- **Written instruction**
Reproduce the lines of the records below verbatim, from the first line through the line containing "x=717 y=603", both ends inclusive.

[START Records provided]

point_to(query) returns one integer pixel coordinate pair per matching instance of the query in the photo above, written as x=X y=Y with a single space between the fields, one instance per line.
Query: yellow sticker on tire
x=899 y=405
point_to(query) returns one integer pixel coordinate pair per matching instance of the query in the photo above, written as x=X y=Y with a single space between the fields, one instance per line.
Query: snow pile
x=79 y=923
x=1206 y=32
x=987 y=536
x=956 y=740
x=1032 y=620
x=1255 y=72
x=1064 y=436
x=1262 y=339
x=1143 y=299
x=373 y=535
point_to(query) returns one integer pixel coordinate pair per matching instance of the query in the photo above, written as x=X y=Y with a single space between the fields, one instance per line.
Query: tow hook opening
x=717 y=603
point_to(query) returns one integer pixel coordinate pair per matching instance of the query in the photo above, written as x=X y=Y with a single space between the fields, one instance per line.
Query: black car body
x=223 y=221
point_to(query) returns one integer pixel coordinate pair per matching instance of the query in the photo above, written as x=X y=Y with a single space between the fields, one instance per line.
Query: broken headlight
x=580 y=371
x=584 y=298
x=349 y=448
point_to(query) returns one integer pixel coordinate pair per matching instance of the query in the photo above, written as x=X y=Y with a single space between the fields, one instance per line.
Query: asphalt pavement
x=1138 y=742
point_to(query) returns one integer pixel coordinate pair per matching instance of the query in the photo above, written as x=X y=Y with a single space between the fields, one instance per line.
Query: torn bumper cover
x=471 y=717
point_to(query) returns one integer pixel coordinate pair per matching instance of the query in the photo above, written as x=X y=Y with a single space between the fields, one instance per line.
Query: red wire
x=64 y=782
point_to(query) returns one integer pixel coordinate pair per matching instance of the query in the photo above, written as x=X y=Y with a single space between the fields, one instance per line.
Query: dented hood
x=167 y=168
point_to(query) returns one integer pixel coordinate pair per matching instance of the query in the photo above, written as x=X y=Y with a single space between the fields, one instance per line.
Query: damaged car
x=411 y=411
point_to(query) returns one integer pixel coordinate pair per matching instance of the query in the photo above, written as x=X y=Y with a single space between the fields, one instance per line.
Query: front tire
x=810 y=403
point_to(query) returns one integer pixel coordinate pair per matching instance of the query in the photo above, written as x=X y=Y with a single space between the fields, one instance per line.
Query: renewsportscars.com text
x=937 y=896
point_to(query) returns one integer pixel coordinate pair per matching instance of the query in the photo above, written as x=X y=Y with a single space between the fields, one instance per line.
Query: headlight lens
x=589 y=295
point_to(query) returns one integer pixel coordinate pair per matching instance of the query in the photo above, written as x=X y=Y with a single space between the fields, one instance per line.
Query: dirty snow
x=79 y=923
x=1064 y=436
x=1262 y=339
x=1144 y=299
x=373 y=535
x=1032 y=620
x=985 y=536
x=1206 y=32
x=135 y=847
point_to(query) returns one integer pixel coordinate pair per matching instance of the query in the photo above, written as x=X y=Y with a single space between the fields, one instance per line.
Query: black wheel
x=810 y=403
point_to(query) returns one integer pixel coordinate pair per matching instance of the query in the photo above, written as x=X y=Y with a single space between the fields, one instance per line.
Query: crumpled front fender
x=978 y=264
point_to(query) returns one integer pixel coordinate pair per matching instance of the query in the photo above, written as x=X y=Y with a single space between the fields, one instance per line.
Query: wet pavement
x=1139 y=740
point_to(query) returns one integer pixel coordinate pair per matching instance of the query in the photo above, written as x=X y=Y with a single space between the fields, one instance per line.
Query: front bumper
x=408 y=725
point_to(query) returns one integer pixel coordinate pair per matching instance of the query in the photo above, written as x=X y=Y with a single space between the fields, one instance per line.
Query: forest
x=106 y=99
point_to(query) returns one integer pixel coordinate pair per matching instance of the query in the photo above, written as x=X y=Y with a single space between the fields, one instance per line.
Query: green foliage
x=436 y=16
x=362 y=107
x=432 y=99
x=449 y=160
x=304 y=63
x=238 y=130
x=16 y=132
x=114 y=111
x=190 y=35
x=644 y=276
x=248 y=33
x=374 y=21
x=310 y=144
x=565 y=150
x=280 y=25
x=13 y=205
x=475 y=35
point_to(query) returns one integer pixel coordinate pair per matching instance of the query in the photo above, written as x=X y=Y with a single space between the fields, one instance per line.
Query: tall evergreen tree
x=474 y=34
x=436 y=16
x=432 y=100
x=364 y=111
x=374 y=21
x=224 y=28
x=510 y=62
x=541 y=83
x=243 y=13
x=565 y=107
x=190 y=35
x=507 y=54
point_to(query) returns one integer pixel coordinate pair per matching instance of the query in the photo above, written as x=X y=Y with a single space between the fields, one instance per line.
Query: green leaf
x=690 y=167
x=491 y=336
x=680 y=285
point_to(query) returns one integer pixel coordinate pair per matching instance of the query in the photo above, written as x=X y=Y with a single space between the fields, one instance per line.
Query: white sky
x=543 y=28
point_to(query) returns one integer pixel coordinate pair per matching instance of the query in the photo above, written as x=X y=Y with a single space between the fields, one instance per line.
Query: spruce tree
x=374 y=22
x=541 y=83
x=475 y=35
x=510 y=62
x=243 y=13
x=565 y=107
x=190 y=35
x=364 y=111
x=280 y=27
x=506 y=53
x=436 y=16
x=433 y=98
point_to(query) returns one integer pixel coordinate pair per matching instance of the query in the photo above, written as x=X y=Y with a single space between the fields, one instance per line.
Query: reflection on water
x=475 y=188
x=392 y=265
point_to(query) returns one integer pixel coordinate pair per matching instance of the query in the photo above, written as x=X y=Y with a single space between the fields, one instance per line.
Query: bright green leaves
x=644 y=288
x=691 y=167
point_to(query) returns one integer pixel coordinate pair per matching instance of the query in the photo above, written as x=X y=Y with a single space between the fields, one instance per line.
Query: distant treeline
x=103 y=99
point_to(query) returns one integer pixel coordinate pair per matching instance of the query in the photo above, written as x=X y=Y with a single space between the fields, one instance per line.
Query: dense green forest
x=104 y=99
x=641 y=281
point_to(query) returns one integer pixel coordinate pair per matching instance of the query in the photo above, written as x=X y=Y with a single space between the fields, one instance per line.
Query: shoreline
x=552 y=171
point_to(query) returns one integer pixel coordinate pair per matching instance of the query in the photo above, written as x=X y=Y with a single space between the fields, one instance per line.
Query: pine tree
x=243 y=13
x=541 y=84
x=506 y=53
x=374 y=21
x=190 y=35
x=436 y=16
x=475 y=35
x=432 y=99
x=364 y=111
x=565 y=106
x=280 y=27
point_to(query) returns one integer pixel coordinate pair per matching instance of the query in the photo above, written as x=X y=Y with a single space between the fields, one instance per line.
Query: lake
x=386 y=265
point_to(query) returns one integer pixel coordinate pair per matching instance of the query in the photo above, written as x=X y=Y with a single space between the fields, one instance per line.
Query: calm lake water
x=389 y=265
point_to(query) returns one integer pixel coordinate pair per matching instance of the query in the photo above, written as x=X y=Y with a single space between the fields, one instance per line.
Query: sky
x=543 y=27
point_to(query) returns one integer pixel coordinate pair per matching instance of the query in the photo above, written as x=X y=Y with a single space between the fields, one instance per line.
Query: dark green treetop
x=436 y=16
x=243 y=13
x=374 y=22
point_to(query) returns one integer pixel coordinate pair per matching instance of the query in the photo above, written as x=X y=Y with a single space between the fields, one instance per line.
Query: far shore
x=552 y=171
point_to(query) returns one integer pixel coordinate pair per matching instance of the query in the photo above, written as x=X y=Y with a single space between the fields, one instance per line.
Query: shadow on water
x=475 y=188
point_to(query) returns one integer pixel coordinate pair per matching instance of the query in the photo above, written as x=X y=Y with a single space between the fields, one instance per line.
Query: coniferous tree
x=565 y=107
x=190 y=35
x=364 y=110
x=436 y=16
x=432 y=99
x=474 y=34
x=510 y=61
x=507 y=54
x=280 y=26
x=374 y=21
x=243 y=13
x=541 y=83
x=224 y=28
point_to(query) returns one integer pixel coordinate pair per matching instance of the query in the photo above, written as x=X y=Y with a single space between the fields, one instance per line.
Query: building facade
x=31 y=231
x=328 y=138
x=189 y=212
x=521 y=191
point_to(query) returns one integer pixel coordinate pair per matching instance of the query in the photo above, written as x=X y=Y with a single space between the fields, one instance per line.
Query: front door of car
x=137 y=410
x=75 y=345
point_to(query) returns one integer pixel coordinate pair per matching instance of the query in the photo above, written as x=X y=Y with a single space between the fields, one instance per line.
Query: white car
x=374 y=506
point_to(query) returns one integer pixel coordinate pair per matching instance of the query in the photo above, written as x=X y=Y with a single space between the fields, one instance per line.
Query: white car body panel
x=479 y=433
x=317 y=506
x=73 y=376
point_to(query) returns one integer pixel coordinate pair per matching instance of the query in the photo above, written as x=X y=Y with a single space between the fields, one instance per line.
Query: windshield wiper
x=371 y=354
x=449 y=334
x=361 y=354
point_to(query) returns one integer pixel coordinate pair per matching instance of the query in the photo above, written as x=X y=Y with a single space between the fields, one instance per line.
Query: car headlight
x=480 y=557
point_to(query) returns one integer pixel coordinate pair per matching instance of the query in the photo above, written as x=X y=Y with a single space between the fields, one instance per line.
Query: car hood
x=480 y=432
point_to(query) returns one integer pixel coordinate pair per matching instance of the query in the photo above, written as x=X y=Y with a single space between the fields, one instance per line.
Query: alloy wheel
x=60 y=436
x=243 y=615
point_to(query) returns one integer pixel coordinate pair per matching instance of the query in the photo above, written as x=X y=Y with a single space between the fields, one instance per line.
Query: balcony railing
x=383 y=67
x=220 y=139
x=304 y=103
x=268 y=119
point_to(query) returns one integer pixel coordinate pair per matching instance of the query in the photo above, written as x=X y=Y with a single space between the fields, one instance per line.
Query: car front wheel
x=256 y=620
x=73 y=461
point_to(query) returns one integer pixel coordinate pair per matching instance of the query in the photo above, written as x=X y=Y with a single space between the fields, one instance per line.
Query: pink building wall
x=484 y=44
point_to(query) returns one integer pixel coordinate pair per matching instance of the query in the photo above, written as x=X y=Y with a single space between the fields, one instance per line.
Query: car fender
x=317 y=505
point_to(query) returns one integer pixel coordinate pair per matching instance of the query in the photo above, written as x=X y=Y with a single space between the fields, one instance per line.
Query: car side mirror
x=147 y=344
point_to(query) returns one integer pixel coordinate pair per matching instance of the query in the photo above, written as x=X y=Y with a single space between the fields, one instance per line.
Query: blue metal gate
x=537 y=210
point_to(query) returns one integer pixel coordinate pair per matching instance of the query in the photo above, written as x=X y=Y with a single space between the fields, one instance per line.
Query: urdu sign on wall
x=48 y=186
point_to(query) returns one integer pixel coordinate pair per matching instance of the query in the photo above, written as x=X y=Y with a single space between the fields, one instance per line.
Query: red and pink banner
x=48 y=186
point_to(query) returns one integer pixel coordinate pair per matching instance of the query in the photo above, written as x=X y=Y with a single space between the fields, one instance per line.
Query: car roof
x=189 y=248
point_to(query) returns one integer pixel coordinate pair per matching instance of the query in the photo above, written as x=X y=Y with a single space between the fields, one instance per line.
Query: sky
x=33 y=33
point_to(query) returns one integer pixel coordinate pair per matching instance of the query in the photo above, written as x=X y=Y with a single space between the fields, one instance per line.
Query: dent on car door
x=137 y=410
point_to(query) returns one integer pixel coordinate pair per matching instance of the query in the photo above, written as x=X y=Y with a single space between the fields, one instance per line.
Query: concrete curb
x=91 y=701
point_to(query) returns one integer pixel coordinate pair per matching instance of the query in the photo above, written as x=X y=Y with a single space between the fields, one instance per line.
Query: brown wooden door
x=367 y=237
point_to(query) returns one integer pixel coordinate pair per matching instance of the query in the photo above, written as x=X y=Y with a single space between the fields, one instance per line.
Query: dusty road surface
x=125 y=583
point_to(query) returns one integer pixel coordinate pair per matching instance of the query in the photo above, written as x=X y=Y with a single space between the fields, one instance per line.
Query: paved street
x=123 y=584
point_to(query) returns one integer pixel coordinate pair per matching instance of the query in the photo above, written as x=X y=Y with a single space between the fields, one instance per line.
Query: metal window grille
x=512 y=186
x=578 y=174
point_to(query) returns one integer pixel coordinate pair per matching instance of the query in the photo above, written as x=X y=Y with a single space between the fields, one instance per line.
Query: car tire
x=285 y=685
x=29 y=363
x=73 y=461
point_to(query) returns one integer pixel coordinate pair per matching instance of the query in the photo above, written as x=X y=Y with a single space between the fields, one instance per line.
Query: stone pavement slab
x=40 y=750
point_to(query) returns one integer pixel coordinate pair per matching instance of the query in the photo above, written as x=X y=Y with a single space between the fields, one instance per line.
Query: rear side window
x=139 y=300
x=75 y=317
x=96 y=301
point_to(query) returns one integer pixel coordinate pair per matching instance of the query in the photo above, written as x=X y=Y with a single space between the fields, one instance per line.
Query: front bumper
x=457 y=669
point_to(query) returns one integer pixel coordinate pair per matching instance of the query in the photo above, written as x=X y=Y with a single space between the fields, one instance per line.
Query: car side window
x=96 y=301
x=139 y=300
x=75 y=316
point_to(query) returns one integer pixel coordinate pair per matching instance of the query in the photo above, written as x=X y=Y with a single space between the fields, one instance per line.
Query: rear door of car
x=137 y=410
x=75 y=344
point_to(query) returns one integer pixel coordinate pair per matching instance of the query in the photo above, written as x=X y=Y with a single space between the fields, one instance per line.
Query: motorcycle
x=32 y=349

[END Records provided]

- **Answer to the exercise**
point_to(query) returns one integer pixel coordinate pair per matching instance of the query in the photo above, written as x=X y=Y with a single space between the fields, one instance per line.
Query: yellow sticker on tire
x=899 y=405
point_to(query) returns one integer pixel coordinate pair per matching instance of the query in the photo above, written as x=X y=Y with a single space between the fields, one instance per line.
Query: snow pile
x=79 y=923
x=1206 y=32
x=987 y=536
x=956 y=740
x=1032 y=620
x=1255 y=72
x=1064 y=436
x=1262 y=339
x=1143 y=299
x=373 y=535
point_to(query) returns one integer pixel coordinate pair per matching instance of the query in the photo above, written as x=X y=Y with a single space between the fields, one instance per line.
Query: tow hook opening
x=717 y=603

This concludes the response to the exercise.